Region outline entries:
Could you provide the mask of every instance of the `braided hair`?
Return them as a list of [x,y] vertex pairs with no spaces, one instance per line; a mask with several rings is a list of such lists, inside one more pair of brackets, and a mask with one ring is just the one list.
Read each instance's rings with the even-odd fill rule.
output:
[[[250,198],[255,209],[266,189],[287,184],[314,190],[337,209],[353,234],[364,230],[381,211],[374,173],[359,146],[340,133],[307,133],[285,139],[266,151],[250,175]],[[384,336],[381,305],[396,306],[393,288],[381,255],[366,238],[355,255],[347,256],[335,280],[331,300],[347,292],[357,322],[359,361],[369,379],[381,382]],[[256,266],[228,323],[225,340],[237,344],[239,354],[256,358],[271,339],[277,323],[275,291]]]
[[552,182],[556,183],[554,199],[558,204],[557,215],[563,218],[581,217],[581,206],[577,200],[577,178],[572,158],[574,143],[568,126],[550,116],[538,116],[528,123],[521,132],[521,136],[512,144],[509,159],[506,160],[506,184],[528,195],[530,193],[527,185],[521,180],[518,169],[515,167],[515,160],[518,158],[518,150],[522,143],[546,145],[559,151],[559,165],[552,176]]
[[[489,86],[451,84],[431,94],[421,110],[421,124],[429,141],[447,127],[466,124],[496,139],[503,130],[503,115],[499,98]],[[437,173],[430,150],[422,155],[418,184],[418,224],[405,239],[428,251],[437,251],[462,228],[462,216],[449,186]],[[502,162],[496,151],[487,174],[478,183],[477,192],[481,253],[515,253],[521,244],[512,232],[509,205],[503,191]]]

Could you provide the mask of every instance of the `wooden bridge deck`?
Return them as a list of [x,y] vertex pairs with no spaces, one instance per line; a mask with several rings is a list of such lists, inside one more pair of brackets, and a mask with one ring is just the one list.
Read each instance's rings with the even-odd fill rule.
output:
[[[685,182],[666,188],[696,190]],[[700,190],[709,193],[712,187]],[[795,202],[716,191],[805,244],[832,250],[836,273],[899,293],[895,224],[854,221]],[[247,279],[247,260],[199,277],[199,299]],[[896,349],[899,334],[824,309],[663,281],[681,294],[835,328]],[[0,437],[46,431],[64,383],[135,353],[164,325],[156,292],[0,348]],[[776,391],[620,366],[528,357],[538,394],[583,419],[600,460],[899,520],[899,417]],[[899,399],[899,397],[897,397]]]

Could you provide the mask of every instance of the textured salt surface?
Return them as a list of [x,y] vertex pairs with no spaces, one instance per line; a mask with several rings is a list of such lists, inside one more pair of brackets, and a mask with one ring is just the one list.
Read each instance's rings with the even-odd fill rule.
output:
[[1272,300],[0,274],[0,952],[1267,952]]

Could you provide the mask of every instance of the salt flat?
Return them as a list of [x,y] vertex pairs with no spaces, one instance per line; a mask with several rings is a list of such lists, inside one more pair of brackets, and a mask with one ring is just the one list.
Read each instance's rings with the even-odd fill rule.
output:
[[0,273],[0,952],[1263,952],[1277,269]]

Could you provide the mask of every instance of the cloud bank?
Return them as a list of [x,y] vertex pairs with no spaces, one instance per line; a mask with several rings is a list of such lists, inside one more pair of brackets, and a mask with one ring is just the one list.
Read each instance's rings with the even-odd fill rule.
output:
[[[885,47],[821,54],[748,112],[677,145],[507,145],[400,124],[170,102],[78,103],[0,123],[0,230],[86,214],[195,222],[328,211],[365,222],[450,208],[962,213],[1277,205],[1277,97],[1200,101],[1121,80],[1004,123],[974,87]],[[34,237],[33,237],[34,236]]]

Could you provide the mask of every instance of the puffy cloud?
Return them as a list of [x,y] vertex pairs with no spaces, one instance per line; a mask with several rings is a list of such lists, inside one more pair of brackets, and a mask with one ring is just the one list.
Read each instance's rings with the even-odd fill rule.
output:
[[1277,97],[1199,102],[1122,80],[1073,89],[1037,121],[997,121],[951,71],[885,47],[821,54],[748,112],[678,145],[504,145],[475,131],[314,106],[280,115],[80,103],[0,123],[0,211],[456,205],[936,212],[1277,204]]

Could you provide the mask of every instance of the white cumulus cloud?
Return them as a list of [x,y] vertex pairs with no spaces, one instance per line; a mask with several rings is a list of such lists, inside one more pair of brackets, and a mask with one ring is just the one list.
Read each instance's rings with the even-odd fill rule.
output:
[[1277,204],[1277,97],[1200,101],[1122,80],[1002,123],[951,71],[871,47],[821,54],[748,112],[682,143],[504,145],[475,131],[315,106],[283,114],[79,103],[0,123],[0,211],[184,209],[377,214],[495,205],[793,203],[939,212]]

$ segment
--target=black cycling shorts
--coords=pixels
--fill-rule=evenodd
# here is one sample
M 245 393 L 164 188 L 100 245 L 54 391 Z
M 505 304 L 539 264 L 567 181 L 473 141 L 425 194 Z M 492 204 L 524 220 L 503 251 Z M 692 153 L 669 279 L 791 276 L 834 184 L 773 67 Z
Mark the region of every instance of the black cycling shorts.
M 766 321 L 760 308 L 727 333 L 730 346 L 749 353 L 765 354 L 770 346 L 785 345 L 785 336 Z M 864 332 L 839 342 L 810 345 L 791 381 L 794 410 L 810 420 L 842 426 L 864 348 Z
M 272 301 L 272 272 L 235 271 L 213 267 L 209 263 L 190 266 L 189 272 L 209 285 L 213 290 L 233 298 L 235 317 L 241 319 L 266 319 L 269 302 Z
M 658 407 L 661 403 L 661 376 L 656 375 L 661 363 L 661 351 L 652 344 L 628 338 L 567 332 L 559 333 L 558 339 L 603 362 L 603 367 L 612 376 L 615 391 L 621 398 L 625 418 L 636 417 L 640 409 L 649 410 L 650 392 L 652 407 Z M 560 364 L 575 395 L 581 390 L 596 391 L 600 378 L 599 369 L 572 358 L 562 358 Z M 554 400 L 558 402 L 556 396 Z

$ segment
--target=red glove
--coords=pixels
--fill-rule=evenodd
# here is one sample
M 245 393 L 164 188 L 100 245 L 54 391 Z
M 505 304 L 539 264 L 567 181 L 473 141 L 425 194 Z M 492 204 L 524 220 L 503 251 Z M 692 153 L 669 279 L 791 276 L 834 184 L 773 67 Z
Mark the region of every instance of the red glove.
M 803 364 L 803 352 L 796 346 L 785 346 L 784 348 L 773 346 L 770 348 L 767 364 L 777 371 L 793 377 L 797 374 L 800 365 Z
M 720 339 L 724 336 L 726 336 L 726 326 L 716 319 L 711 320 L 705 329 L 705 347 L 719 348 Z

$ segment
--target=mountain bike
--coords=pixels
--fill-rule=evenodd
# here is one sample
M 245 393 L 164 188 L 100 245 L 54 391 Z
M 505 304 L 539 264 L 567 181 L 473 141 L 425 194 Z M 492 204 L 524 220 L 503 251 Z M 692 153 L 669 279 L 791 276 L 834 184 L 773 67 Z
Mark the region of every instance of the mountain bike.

THE TASK: Report each line of the rows above that contains the string "target", copying every such line in full. Matching is case-sensitive.

EXPECTED ANSWER:
--target=black cycling shorts
--target=red glove
--target=mountain bike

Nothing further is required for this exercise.